▶ [Page]

### **Bronze layer**

In [0]:
from pyspark.sql.types import *
from pyspark.sql import *
from pyspark.sql import functions as F

business_schema = StructType([
StructField("business_id", StringType(), True),
StructField("name", StringType(), True),
StructField("address", StringType(), True),
StructField("city", StringType(), True),
StructField("state", StringType(), True),
StructField("postal_code", StringType(), True),
StructField("latitude", DoubleType(), True),
StructField("longitude", DoubleType(), True),
StructField("stars", DoubleType(), True),
StructField("review_count", IntegerType(), True),
StructField("is_open", IntegerType(), True),
StructField("attributes", MapType(StringType(), StringType()), True),
StructField("categories", StringType(), True),
StructField("hours", MapType(StringType(), StringType()), True)
])

business_bronze = spark.read \
.schema(business_schema) \
.json("/Volumes/workspace/default/yelp-reviews/yelp_academic_dataset_business.json")

business_bronze.write \
.format("delta") \
.mode("overwrite") \
.option("mergeSchema", "true") \
.saveAsTable("bronzebusiness")

▶ [Goal of the exercise]
In the bronze layer code, please give the name of the table the data is saved to. You won't need the items for this.

▶ [Record list]
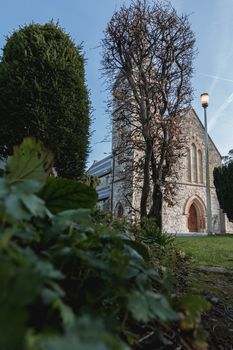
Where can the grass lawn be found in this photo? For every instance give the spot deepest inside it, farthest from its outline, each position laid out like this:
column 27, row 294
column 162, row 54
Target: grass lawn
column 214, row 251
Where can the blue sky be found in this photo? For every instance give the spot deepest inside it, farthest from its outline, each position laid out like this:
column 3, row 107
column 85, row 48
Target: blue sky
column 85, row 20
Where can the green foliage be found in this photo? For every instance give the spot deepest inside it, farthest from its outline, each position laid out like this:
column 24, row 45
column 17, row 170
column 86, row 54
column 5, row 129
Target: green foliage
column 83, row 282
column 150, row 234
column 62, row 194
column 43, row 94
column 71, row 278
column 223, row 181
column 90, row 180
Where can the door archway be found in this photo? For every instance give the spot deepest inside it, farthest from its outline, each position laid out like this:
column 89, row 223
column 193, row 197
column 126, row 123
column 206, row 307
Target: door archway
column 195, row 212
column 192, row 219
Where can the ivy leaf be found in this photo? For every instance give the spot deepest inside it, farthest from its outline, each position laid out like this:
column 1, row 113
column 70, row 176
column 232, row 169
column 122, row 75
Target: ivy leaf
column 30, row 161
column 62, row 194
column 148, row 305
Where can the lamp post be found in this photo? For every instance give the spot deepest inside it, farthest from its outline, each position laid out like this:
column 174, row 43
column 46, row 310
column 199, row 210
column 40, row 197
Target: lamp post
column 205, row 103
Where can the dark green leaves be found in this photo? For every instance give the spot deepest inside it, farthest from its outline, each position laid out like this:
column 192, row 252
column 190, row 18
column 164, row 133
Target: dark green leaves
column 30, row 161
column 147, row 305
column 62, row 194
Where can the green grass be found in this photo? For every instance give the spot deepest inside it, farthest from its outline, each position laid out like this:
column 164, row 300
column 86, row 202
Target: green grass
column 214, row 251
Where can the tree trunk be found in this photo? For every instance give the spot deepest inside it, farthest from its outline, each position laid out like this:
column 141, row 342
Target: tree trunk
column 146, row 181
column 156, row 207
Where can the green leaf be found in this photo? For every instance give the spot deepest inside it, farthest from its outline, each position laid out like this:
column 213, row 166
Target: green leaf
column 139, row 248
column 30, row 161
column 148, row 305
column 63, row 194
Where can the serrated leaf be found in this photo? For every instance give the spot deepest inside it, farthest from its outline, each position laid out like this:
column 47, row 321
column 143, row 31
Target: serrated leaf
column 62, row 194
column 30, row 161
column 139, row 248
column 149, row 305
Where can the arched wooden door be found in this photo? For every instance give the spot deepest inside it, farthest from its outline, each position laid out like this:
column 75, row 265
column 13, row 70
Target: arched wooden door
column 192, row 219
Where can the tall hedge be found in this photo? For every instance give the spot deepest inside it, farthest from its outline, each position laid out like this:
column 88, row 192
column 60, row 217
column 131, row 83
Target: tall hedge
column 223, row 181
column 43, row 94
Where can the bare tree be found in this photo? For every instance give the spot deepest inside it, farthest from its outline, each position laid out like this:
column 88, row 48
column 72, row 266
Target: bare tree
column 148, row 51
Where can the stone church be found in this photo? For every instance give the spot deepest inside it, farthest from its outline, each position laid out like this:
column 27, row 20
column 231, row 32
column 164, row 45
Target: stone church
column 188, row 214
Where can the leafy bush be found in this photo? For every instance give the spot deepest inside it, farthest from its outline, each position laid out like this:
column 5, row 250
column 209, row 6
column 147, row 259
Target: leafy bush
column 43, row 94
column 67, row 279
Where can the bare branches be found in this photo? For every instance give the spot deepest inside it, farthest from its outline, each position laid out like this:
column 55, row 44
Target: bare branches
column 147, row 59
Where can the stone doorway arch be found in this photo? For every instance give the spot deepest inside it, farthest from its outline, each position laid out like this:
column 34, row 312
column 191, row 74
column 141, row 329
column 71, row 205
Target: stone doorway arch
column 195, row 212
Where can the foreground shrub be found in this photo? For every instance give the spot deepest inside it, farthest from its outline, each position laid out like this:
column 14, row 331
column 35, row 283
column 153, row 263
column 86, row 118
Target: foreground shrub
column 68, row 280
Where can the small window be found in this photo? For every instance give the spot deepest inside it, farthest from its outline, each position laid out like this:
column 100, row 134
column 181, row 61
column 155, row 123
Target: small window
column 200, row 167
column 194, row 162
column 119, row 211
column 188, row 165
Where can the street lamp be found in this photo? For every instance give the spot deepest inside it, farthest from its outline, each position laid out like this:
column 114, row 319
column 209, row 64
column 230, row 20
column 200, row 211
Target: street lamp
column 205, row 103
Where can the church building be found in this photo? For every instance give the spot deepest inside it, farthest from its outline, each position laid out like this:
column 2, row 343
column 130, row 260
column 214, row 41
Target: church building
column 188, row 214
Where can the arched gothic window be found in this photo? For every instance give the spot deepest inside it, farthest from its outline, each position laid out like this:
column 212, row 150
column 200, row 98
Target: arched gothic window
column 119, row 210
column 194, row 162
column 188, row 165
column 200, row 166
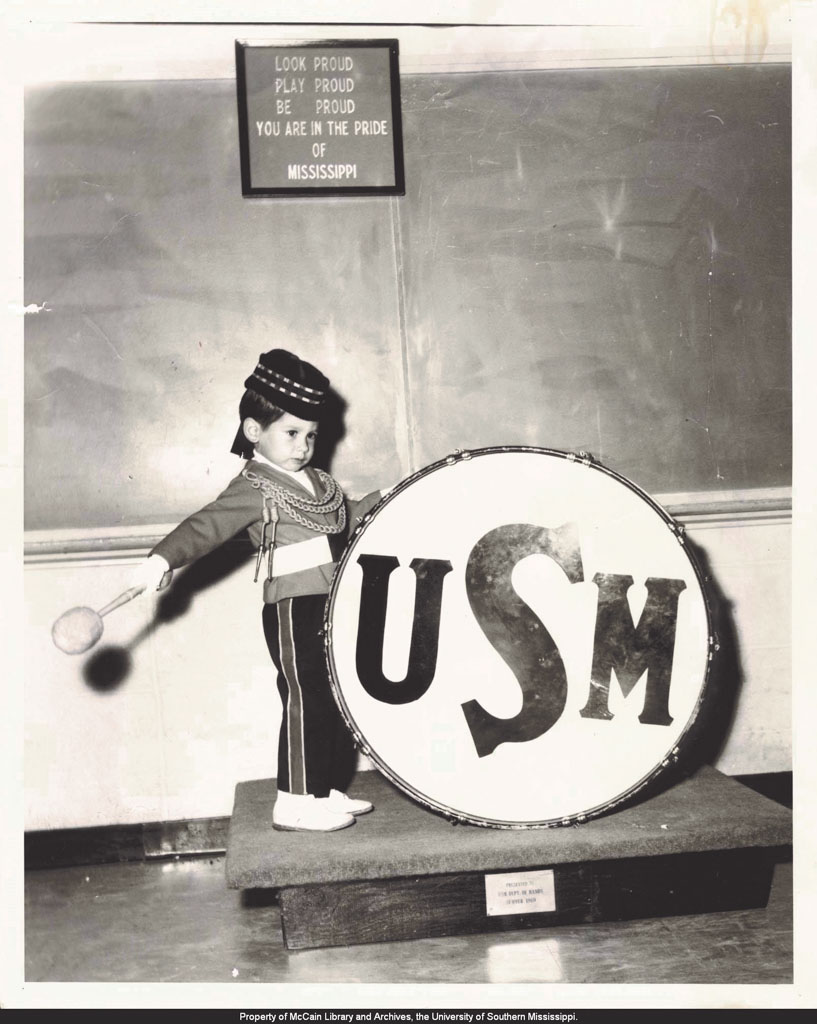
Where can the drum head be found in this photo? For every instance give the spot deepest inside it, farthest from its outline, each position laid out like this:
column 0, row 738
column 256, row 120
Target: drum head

▶ [Completed task]
bronzebusiness